Quoted passage:
<<<<

Thank you for testing. Do you mean macOS and FreeBSD work the same and both return 0x007f0001?

Unfortunately, they don't. It appears that macOS 13.6.9, at least, seems to treat the first octet of a dotted-whatever as the network number, e.g.

subnet		192.0.1

reports 0x000000c0.

guyharris avatar Feb 15 '25 22:02 guyharris

Old-style network classes may be a factor.

infrastation avatar Feb 15 '25 22:02 infrastation

In GNU libc nss_files/files-network.c says:

Oh, that's where they hid the "files" module's getnetent code!

guyharris avatar Feb 15 '25 23:02 guyharris

Old-style network classes may be a factor.

They may be, but that's not an excuse for Darwin - 192.0.1.x would be a class C network, so the network number would be 0x00c00001, not 0x000000c0. Time to dig into libinfo source, I guess.

guyharris avatar Feb 15 '25 23:02 guyharris

Time to dig into libinfo source, I guess.

Darwin uses atoi() on the second token in /etc/networks lines. This is a bug, given that the networks(5) man page on macOS says:

 Network number may be specified in the conventional ``.''  (dot) notation
 using the inet_network(3) routine from the Internet address manipulation
 library, inet(3).  Network names may contain any printable character
 other than a field delimiter, newline, or comment character.

I shall file a "feedback" with Apple and hope that it turns into a Radar.

guyharris avatar Feb 16 '25 01:02 guyharris

Feedback submitted.

>>>>

What is asked:
[A] Copy the part of the forum thread from "Unfortunately, they don't." to "reports 0x000000c0." word for word.
[B] According to the forum thread, which function does Darwin apply to the second token in /etc/networks lines?
The records that come next are separate material, unrelated to the forum thread.

(Raw records)
<<<<

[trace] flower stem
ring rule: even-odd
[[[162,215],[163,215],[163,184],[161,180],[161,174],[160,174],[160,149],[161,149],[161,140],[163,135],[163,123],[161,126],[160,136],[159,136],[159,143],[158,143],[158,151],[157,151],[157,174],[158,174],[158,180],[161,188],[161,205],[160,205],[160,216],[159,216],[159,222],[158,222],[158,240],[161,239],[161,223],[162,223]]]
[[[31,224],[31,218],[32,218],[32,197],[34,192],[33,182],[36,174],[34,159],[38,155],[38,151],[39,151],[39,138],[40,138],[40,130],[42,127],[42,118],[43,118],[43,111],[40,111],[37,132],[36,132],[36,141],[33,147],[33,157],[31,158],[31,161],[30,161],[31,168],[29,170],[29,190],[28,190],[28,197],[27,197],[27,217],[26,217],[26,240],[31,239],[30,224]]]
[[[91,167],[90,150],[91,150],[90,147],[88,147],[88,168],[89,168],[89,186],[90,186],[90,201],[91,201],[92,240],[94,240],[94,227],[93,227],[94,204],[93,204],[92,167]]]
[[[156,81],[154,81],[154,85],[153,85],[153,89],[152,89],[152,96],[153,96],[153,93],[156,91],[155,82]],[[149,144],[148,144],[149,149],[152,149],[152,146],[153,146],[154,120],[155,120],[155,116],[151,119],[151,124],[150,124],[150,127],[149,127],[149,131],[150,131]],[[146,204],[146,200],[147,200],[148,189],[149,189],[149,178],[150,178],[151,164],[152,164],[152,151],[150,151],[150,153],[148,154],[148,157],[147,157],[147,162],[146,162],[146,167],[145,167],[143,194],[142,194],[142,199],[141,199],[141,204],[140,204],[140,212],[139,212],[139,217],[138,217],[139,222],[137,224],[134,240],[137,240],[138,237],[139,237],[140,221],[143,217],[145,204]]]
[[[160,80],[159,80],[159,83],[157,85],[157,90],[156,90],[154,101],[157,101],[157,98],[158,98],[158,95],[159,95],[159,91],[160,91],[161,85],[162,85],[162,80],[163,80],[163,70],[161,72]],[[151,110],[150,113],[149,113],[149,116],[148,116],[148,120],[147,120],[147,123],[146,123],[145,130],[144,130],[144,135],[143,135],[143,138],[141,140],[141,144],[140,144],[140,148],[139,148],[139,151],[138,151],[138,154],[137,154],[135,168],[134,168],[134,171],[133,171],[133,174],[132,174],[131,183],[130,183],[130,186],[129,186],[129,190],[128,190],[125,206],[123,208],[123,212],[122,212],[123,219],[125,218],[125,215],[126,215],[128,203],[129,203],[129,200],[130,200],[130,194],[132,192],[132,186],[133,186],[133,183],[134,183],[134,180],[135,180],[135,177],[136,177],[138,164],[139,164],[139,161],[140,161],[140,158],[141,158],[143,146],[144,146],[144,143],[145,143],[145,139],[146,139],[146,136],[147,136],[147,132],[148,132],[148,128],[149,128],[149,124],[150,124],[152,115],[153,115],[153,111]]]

>>>>

Responses:
[A]
Unfortunately, they don't. It appears that macOS 13.6.9, at least, seems to treat the first octet of a dotted-whatever as the network number, e.g.

subnet		192.0.1

reports 0x000000c0.

[B] atoi()